▶ TASK TO CARRY OUT
Of the records that follow, copy only the lines from the line containing "[[525, 113]]" to the line containing "[[689, 215]]", both included, exactly as written.

▶ DATASET
+-------+

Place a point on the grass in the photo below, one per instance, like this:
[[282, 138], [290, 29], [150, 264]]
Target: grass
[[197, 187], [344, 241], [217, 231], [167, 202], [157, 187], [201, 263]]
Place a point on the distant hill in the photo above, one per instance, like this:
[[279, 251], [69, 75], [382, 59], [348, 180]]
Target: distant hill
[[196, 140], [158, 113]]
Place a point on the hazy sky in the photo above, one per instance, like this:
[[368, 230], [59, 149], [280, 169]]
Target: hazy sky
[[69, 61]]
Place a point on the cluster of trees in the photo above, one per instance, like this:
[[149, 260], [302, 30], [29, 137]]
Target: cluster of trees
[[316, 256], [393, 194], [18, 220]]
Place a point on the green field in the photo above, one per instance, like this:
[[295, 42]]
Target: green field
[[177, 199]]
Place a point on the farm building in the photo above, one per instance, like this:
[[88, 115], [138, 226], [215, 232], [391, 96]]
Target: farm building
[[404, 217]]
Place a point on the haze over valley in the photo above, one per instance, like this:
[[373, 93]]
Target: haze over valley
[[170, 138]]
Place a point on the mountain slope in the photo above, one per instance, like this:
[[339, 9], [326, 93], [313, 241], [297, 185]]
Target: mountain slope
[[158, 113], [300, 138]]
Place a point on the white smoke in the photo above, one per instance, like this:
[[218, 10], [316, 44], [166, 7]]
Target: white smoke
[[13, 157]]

+-------+

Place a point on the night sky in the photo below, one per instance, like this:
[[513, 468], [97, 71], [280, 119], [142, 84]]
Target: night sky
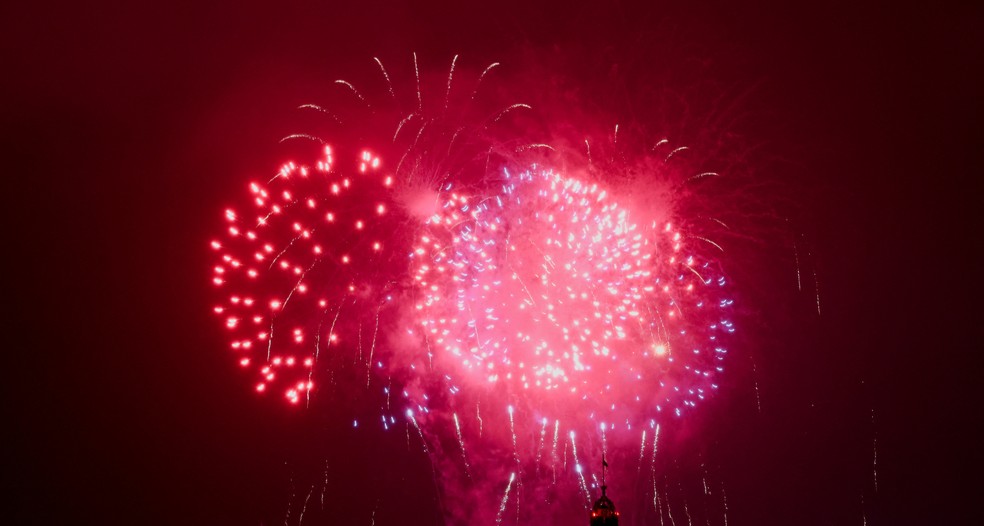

+-------+

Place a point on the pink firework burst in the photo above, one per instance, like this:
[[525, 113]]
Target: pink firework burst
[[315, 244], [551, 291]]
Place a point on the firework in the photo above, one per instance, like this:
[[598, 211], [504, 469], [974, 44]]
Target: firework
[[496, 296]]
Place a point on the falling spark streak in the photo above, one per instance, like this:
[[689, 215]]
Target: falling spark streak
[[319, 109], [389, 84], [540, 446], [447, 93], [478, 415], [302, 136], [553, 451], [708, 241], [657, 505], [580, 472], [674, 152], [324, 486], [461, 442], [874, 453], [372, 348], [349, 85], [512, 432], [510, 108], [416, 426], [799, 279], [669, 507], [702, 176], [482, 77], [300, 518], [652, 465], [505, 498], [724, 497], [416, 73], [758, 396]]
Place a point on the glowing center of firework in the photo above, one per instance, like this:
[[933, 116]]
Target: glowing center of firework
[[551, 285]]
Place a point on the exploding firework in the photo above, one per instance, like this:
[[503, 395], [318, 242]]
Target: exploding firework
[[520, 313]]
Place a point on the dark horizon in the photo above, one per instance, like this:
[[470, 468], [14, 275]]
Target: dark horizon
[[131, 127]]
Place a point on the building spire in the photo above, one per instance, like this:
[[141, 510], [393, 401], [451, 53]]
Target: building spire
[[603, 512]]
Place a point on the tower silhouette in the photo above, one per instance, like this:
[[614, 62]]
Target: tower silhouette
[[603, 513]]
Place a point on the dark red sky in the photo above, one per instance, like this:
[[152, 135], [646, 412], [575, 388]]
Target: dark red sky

+-------+

▶ TASK OUTPUT
[[525, 113]]
Target: pink firework burst
[[315, 244], [551, 291]]
Place a point on the firework in the photo above, one per instance, like this:
[[598, 211], [504, 469], [974, 44]]
Target: firework
[[496, 296]]
Place a point on the falling spark streak in the photo above, one per instance, like this:
[[689, 215]]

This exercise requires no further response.